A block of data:
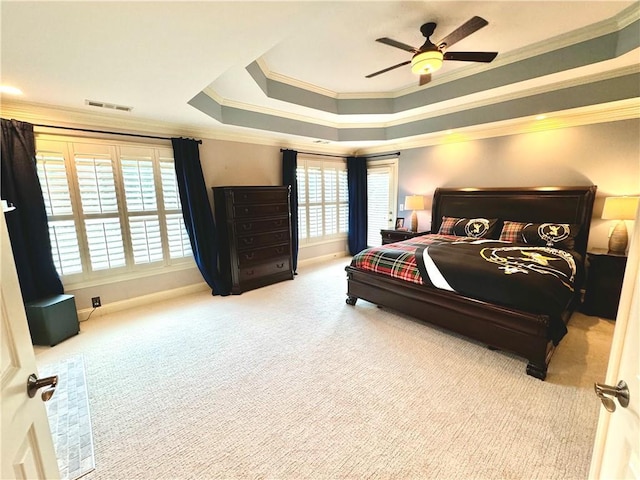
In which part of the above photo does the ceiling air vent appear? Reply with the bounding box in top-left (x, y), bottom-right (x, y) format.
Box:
top-left (84, 100), bottom-right (133, 112)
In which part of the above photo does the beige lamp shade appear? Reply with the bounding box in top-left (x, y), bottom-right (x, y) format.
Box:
top-left (602, 197), bottom-right (640, 220)
top-left (404, 195), bottom-right (424, 210)
top-left (404, 195), bottom-right (424, 232)
top-left (602, 197), bottom-right (639, 255)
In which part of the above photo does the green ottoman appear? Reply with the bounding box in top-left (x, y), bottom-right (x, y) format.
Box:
top-left (25, 295), bottom-right (80, 347)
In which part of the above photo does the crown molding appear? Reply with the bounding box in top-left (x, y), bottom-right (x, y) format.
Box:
top-left (0, 99), bottom-right (353, 155)
top-left (203, 64), bottom-right (640, 129)
top-left (256, 3), bottom-right (640, 100)
top-left (356, 98), bottom-right (640, 155)
top-left (0, 94), bottom-right (640, 155)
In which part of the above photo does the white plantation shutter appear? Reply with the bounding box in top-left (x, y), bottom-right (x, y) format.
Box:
top-left (36, 152), bottom-right (73, 217)
top-left (36, 137), bottom-right (193, 282)
top-left (338, 169), bottom-right (349, 234)
top-left (36, 151), bottom-right (82, 275)
top-left (367, 162), bottom-right (397, 247)
top-left (296, 165), bottom-right (309, 240)
top-left (84, 217), bottom-right (126, 270)
top-left (159, 159), bottom-right (193, 258)
top-left (75, 153), bottom-right (126, 271)
top-left (296, 158), bottom-right (349, 241)
top-left (166, 213), bottom-right (193, 258)
top-left (129, 215), bottom-right (163, 264)
top-left (120, 158), bottom-right (157, 212)
top-left (160, 160), bottom-right (182, 210)
top-left (75, 155), bottom-right (118, 215)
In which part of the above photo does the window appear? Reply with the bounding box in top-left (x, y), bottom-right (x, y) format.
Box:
top-left (367, 159), bottom-right (398, 247)
top-left (36, 138), bottom-right (192, 282)
top-left (296, 157), bottom-right (349, 245)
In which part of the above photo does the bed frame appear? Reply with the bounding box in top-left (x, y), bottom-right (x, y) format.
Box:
top-left (346, 185), bottom-right (596, 380)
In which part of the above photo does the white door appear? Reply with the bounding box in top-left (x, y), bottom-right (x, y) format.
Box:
top-left (367, 159), bottom-right (398, 247)
top-left (589, 210), bottom-right (640, 480)
top-left (0, 213), bottom-right (60, 480)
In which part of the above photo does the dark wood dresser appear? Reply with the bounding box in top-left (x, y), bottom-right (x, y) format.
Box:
top-left (213, 187), bottom-right (293, 294)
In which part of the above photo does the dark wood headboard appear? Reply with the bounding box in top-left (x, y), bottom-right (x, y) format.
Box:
top-left (431, 185), bottom-right (597, 256)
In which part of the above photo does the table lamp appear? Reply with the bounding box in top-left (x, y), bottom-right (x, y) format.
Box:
top-left (404, 195), bottom-right (424, 232)
top-left (602, 197), bottom-right (639, 255)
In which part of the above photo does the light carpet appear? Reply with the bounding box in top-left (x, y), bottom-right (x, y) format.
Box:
top-left (38, 355), bottom-right (95, 480)
top-left (38, 259), bottom-right (614, 479)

TASK BRIEF ▸ Retype the listing above from its first line through the line that contains "top-left (84, 100), bottom-right (133, 112)", including that line. Leave the pictures out of your copy.

OUTPUT OF THE TASK ▸
In which part of the above photo does the ceiling air vent appear? Reply with the bounding box in top-left (x, y), bottom-right (x, y) format.
Box:
top-left (84, 100), bottom-right (133, 112)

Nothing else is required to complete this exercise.